» **TASK TO CARRY OUT**
Without any images, output the records below verbatim.

» **RECORD SET**
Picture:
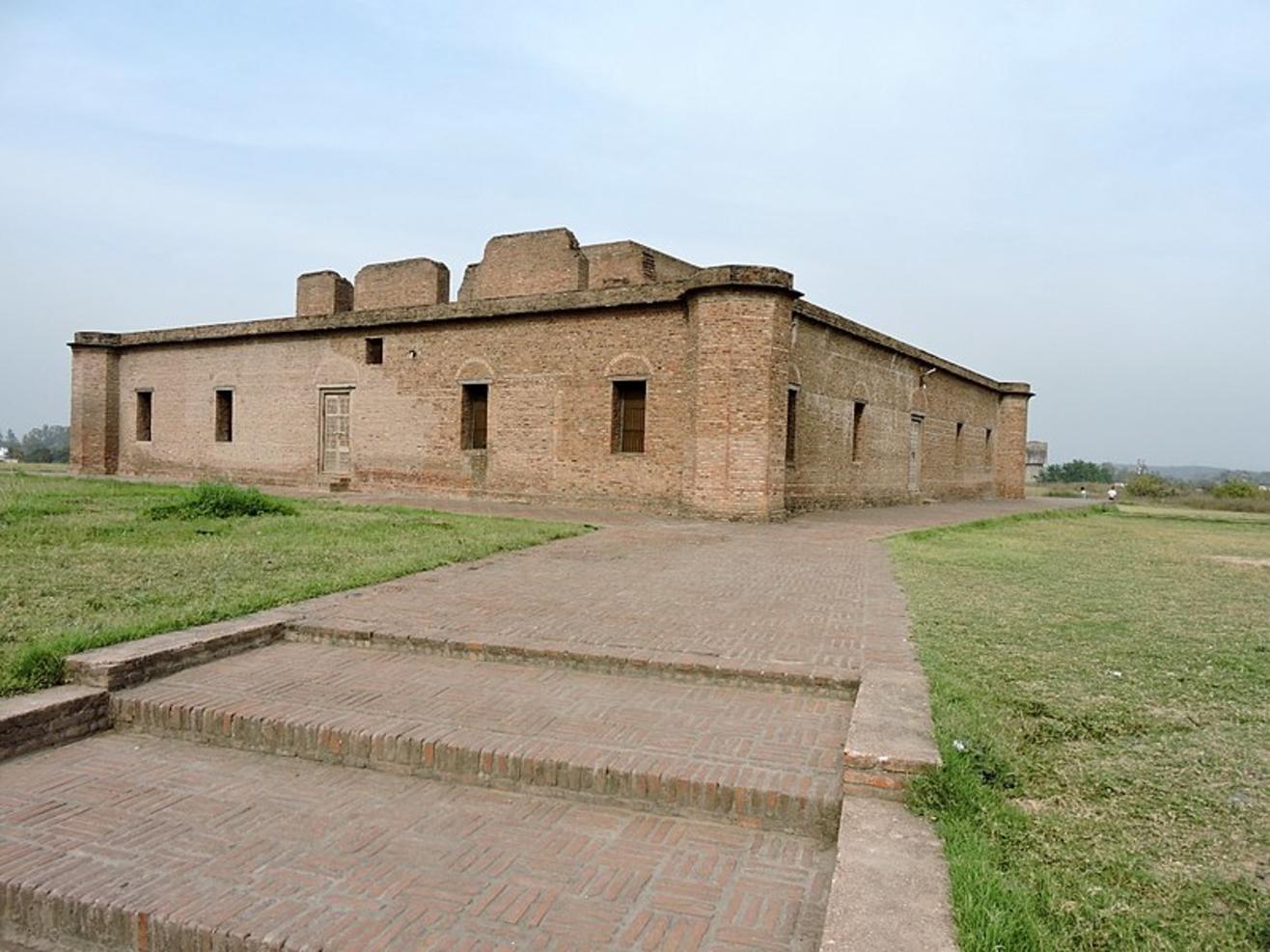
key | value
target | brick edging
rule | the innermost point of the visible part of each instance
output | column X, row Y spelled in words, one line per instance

» **SOLUTION FOR THIS TASK**
Picture:
key | value
target | brick edging
rule | the innermost point of the visible part of each instance
output | column X, row Y spelled in words, one line per instance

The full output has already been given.